» What is expected
Copy the items below, swapping "with one point apiece" for "using a single point for each" and leaving everything else unchanged. Omit the pictures from your copy.
=== Data lines ===
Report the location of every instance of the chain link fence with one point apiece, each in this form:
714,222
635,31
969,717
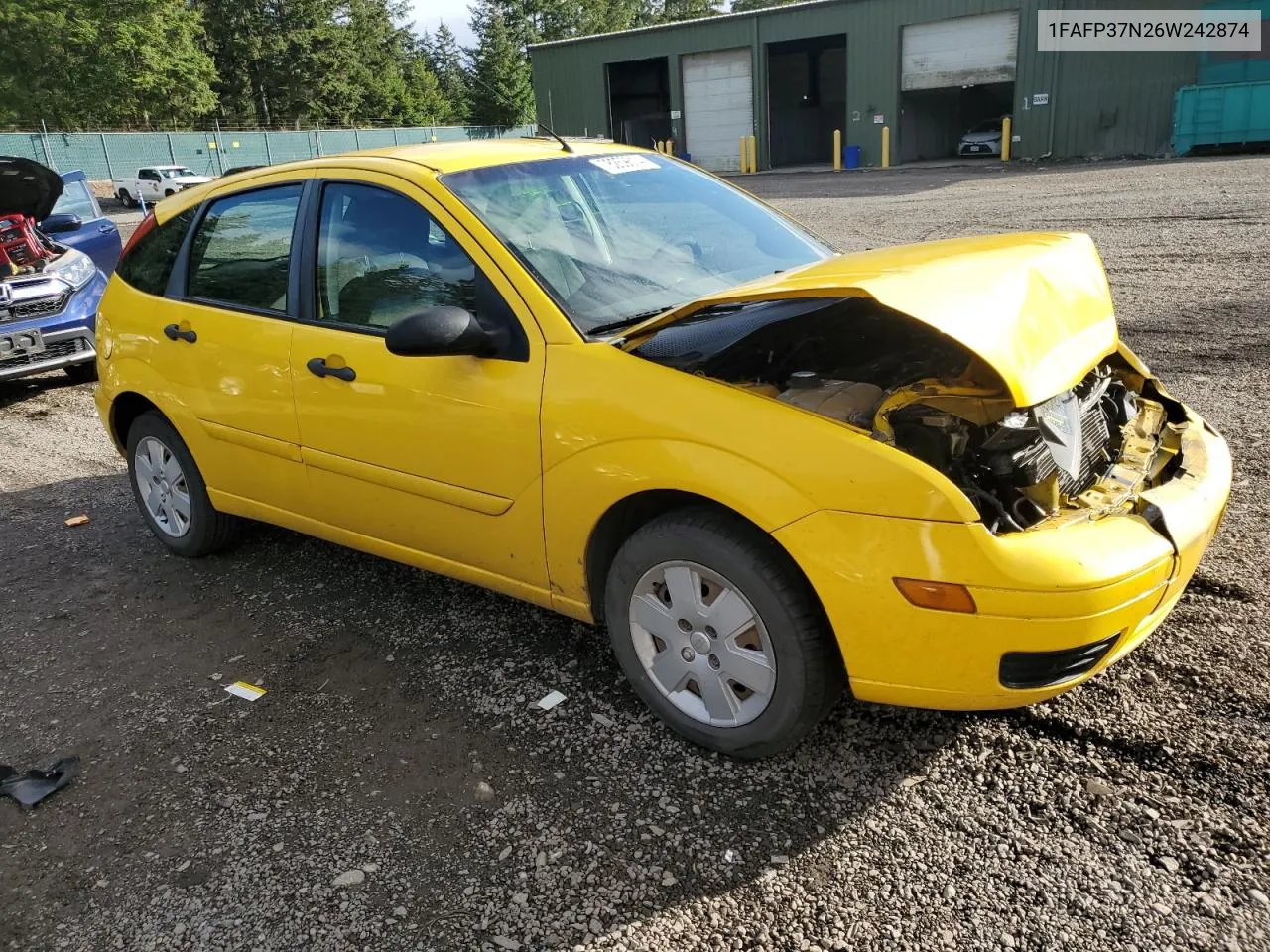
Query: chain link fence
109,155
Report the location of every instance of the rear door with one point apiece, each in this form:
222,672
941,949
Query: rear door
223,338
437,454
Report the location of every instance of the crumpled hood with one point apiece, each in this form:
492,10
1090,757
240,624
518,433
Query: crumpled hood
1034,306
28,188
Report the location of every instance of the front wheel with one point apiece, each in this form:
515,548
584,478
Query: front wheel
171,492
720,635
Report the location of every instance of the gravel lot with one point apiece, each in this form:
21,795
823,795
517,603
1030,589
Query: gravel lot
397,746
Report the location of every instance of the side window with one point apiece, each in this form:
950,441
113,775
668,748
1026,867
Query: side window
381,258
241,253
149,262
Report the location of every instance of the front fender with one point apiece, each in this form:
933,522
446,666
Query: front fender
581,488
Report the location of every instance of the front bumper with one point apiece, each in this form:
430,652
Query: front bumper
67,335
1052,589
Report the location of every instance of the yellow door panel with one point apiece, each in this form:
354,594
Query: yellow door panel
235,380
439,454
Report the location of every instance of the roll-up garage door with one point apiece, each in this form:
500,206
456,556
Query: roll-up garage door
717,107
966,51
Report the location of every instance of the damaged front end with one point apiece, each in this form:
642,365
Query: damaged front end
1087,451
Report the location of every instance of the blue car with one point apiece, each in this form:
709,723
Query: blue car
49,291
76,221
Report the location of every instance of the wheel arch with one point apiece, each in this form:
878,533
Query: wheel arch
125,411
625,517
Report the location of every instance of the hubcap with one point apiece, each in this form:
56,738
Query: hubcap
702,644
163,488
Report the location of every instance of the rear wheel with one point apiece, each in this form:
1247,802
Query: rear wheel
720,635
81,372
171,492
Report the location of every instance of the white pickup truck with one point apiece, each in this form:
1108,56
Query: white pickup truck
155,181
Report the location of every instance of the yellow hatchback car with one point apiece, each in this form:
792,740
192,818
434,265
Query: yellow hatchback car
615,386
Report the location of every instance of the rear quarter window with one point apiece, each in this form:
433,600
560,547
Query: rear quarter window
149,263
===
» In response
Report the location of every instance of the chain link fence using a single point for each, each in this form:
714,222
635,31
969,717
Query: chain link fence
109,155
Report the location of every instance of the rear door using a single point for each, each in this form:
222,672
941,949
Query: rear door
223,338
437,454
Report the location of every instance of the crumpled hood using a single point for each, each in this form:
492,10
1090,757
240,624
518,433
Query: crumpled hood
1034,306
28,188
Report the location of every instance of the front wheel using a single point for each, each in this form:
515,548
584,478
Query: front wheel
171,492
720,635
Report the location of every instance of the gravel lot using a single point for each, each in this form:
21,795
823,795
517,603
1030,589
Query: gravel lot
397,746
Report the location of every instance of the side window using a single point for each, each in this form:
950,441
113,775
668,748
1026,867
Query: side window
381,258
241,253
149,262
Report the location of every instance of the front fender using a single point for each, each in this form:
933,522
446,666
Query: front fender
581,488
Report the location of every instance of the front bumper using a single point for each, each in this form:
430,652
Query: front bumper
67,335
1052,589
Report the location of every instance of the yellow door panel using a single point for each, each in this form:
354,594
Query: yellow door panel
235,380
439,454
Report the location of every instance of the roll-up garage door using a single point for each, each in this form:
500,206
456,556
Query: roll-up garage door
717,107
966,51
Report the location of every instance of the damaged front end using a single point for each, each in this form:
642,365
Query: damaged front end
1087,451
Report the location of every instance of the blue car using a single point for each, each in this form:
709,723
Query: blue car
49,291
76,221
Report the location of every instance of the wheel arch using a single point for each, each in this form:
878,533
Query: wheel arch
125,411
625,517
Report the location of every instance of the hubcap using a single point for each, each in this form:
56,738
Query: hubcap
702,644
163,488
Report the location of every instance of the rear wheel using a single point for each, each in this form:
1247,802
Query: rear wheel
720,635
81,372
171,492
Report the location of every instance of the white pickup truck using a single point for each, each in this form:
1108,56
Query: white pickup truck
155,181
Report the location of every instance of the yellow hatchback car using a single point for each, each in this form:
792,740
192,818
434,265
Query: yellow hatchback car
615,386
Report the location of every instance of the rear quarter window using a single point for each, each in this form:
433,600
560,547
Query: rear quarter window
149,263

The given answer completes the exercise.